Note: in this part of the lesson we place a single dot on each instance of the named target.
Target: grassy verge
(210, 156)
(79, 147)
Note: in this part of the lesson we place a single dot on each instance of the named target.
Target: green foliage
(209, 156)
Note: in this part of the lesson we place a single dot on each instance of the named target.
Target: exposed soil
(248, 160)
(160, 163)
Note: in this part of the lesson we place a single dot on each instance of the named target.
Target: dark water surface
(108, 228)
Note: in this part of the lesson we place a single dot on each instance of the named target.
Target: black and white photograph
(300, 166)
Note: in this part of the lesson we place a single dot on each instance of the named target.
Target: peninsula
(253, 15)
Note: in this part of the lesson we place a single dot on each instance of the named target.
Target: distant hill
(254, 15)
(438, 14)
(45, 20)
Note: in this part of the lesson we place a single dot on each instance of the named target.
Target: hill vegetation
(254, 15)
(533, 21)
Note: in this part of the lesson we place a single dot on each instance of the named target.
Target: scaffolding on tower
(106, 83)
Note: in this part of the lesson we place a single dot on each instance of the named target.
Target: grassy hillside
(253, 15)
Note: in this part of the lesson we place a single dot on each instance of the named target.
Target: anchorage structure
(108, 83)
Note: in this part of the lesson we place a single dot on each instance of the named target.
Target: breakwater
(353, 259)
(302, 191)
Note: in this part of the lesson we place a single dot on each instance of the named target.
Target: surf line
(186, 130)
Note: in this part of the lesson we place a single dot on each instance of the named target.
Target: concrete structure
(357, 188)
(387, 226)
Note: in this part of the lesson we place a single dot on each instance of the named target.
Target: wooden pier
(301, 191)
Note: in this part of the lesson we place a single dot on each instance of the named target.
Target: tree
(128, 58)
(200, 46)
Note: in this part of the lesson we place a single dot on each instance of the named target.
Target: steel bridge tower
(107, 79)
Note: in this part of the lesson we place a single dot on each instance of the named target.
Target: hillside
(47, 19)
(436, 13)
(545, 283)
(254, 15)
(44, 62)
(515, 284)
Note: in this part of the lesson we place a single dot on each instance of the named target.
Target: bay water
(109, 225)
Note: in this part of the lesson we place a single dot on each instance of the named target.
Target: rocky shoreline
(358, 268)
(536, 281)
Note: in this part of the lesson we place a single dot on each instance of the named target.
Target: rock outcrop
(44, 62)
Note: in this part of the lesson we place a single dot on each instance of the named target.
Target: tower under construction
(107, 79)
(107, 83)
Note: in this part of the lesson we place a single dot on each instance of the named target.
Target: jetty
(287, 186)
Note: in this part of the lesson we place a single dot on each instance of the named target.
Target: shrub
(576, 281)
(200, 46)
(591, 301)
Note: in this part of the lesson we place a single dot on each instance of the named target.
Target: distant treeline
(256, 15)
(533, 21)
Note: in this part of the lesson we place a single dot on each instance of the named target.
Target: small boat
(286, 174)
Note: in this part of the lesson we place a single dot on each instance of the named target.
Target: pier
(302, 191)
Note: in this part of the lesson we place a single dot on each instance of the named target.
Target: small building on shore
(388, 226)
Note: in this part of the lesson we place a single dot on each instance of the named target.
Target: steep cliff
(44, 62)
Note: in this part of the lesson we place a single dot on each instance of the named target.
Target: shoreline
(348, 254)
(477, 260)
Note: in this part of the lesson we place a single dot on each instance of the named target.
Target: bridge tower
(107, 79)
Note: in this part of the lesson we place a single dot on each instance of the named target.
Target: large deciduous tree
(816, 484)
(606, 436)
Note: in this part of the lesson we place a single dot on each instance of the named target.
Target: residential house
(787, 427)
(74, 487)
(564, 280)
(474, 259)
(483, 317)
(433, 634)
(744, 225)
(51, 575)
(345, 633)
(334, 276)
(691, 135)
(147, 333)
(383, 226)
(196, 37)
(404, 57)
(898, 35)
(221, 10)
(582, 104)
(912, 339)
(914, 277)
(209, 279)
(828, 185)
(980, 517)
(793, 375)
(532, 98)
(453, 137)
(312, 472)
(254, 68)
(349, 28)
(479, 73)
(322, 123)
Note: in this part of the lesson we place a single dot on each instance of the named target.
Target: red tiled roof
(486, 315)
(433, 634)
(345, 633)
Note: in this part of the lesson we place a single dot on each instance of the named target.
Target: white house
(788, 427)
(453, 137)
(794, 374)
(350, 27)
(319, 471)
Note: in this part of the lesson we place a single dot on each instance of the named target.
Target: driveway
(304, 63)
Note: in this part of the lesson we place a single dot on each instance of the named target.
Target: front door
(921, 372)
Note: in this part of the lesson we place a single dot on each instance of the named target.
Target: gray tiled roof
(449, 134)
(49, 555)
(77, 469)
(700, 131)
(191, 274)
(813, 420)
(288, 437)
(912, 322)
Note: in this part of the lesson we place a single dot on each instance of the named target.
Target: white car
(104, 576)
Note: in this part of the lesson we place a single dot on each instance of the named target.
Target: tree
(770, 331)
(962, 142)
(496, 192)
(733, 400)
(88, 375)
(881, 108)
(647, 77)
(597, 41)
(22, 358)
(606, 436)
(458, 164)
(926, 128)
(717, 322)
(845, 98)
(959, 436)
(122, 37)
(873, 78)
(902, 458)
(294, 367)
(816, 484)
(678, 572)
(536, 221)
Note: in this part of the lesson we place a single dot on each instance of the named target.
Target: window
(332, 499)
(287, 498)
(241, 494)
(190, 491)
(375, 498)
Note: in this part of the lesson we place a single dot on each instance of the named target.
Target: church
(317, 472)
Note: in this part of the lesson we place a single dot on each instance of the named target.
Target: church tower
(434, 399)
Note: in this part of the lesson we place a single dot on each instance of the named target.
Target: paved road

→ **Requirements**
Extract each line from the listing above, please, and repeat it exactly.

→ **Solution to the problem**
Note: in this part of the lesson we place a single dot on each instance of the named target.
Target: grassy verge
(210, 156)
(79, 147)
Note: in this part of the lesson we place a single dot on each instance of the named target.
Target: green foliage
(209, 156)
Note: in this part of the lesson we place a single dot on each instance of the named target.
Target: exposed soil
(248, 160)
(160, 163)
Note: in this part of the lesson we place a single dot on each instance of the named target.
Target: dark water surface
(108, 228)
Note: in this part of the lesson we place a single dot on each instance of the named target.
Target: black and white photograph
(300, 166)
Note: in this part of the lesson we place a single dot on each instance of the named target.
Target: peninsula
(253, 15)
Note: in this part of the lesson we place a single dot on each instance of the named target.
Target: distant hill
(254, 15)
(438, 14)
(45, 20)
Note: in this part of the lesson we place a single dot on each instance of the named target.
Target: hill vegetation
(254, 15)
(533, 21)
Note: in this part of the lesson we place a single dot on each instance of the named target.
Target: scaffolding on tower
(106, 83)
Note: in this part of the lesson we place a single dot on each instance of the named target.
Target: grassy hillside
(253, 15)
Note: in this part of the lesson we place a single dot on each instance of the named target.
Target: anchorage structure
(108, 83)
Note: in this part of the lesson we place a single dot on each instance of the named target.
Target: breakwater
(353, 259)
(302, 191)
Note: in this part of the lesson we place a single dot on each instance of the named target.
Target: surf line
(186, 130)
Note: in this part of the lesson we place a single dot on each instance of the named target.
Target: concrete structure
(357, 188)
(387, 226)
Note: in this part of the lesson we place a single dot on each instance of the named target.
Target: wooden pier
(301, 191)
Note: in this part of the lesson we place a single dot on each instance of the named target.
Target: tree
(128, 58)
(200, 46)
Note: in this part of the lesson we place a single dot on each instance of the named target.
Target: steel bridge tower
(107, 79)
Note: in this part of the lesson we place a single dot on each instance of the named target.
Target: hillside
(47, 19)
(436, 13)
(545, 283)
(254, 15)
(44, 62)
(515, 284)
Note: in this part of the lesson we place a single dot on each instance of the named target.
Target: bay water
(109, 225)
Note: in this part of the lesson we place a single dot on each instance of the named target.
Target: rocky shoreline
(358, 268)
(536, 281)
Note: in this part of the lesson we place a single dot on each instance of the named target.
Target: rock outcrop
(44, 62)
Note: in this part of the lesson we place a single dot on each instance of the named target.
Target: tower under construction
(107, 79)
(107, 83)
Note: in this part of the lesson we place a single dot on each instance of the named target.
Target: jetty
(287, 186)
Note: in this part of the lesson we place a single dot on each instance of the named target.
Target: shrub
(576, 281)
(200, 46)
(591, 301)
Note: in this part of the lesson we place a single dot on each instance of the named target.
Target: distant treeline
(256, 15)
(533, 21)
Note: in this part of the lesson we place a single dot on each instance of the named target.
Target: small boat
(286, 174)
Note: in this part of the lesson we place a single dot on each instance of the named target.
Target: pier
(302, 191)
Note: in this part of the lesson we place a single dot on each instance of the named target.
Target: small building on shore
(388, 226)
Note: in this part of the lesson we place a single dot on each instance of the named target.
Target: steep cliff
(44, 62)
Note: in this part of the lesson we place a single dot on each instance of the named target.
Target: shoreline
(348, 254)
(477, 260)
Note: in this part of the lesson we place a single dot on each instance of the named target.
Target: bridge tower
(107, 79)
Note: in this part of the lesson we place a single dot on each instance of the named target.
Target: large deciduous tree
(816, 484)
(606, 436)
Note: in this part of the lesson we place a single dot on each instance of the named target.
Target: residential house
(787, 427)
(74, 487)
(564, 280)
(474, 259)
(483, 317)
(433, 634)
(744, 225)
(51, 575)
(345, 633)
(334, 276)
(691, 135)
(147, 333)
(383, 226)
(196, 37)
(404, 57)
(898, 35)
(221, 10)
(582, 104)
(912, 339)
(914, 277)
(209, 279)
(828, 185)
(980, 517)
(793, 375)
(532, 98)
(453, 137)
(312, 472)
(254, 68)
(349, 28)
(479, 73)
(322, 123)
Note: in this part of the lesson we place a single dot on each instance of the named target.
Target: red tiled roof
(486, 315)
(433, 634)
(345, 633)
Note: in this part of the lesson we place a single dot on each instance of the named target.
Target: white house
(788, 427)
(453, 137)
(794, 374)
(350, 27)
(319, 471)
Note: in this part of the lesson we place a single dot on each instance of the named target.
Target: driveway
(304, 63)
Note: in this part of the lesson we place a single dot on each instance of the named target.
Target: front door
(921, 372)
Note: in this part of the lesson we place a single dot on each instance of the named target.
Target: gray tiled roof
(449, 134)
(49, 555)
(77, 469)
(700, 131)
(191, 274)
(813, 420)
(288, 437)
(912, 322)
Note: in this part of the lesson we place a single dot on each instance of the named target.
Target: white car
(104, 576)
Note: in this part of the lesson we place a single dot on each instance of the named target.
Target: tree
(770, 331)
(962, 142)
(496, 192)
(733, 400)
(88, 375)
(881, 108)
(647, 77)
(597, 41)
(22, 358)
(606, 436)
(458, 164)
(926, 128)
(717, 322)
(845, 98)
(959, 436)
(122, 37)
(873, 78)
(902, 458)
(294, 367)
(816, 484)
(678, 572)
(536, 221)
Note: in this part of the lesson we place a single dot on each instance of the named target.
Target: window
(332, 499)
(287, 498)
(241, 494)
(190, 491)
(375, 498)
Note: in this part of the lesson we place a single dot on each instance of the named target.
Target: church
(317, 472)
Note: in this part of the lesson we place a single dot on each instance of the named target.
Target: church tower
(434, 399)
Note: in this part of the lesson we place a single dot on each instance of the named target.
Target: paved road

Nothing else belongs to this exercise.